(Entries taken from a collection)

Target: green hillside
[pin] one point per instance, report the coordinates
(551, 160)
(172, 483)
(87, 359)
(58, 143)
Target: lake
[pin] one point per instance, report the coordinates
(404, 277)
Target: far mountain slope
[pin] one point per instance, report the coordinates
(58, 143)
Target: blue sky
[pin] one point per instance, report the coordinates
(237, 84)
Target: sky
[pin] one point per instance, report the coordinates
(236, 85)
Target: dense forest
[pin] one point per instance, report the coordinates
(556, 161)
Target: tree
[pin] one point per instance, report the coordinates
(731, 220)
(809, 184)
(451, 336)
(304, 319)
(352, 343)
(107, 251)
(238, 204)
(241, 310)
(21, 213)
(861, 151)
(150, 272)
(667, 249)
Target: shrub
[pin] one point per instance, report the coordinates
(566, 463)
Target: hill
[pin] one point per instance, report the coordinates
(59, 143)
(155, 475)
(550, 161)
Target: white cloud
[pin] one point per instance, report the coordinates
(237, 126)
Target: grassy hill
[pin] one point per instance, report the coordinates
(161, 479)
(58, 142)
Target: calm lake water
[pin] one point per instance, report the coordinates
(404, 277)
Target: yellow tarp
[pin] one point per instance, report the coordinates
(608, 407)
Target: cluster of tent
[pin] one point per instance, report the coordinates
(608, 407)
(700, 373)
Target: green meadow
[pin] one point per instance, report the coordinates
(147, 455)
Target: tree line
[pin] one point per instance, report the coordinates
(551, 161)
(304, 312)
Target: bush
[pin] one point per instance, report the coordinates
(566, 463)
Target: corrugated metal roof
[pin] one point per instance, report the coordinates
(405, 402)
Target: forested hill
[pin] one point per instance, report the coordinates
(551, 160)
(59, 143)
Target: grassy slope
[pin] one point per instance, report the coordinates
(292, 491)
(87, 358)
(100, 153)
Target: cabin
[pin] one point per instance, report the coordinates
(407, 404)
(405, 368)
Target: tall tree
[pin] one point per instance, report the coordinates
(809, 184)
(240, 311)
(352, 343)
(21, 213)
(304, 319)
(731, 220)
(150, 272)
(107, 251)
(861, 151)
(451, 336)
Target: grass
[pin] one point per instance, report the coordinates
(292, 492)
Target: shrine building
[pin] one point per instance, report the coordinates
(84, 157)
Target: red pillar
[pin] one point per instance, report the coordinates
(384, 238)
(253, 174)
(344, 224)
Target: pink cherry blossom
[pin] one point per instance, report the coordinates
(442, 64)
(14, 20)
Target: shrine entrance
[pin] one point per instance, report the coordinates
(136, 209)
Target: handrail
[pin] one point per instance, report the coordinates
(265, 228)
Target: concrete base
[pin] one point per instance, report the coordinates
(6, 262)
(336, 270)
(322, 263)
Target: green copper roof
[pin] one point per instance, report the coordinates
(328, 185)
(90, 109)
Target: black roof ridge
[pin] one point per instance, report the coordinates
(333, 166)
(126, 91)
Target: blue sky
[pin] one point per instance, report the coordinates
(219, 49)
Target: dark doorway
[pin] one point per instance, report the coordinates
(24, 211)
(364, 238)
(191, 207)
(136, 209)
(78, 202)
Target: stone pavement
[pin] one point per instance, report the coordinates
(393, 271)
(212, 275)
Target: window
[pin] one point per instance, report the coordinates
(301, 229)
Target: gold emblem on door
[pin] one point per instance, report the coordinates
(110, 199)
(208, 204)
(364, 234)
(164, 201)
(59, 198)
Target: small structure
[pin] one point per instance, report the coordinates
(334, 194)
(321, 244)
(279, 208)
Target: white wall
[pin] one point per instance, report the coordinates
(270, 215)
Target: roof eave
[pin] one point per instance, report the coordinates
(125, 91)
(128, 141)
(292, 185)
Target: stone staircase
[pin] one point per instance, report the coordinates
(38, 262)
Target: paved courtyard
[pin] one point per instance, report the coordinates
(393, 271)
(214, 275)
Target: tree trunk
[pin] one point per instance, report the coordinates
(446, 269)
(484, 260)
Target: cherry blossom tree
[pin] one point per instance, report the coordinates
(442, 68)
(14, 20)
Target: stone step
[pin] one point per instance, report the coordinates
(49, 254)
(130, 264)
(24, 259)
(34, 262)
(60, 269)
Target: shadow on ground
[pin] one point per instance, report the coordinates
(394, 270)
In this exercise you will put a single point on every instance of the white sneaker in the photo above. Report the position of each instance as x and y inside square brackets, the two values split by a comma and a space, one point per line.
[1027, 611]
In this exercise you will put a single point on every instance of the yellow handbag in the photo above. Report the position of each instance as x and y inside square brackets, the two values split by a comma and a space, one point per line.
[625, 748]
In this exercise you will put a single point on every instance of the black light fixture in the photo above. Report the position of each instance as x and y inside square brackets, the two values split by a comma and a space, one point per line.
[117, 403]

- _WHAT YOU ARE ASKED TO DO_
When a line in the entries above holds the word "cherry", add it to the count, then state only the count.

- _WORKED SOLUTION_
2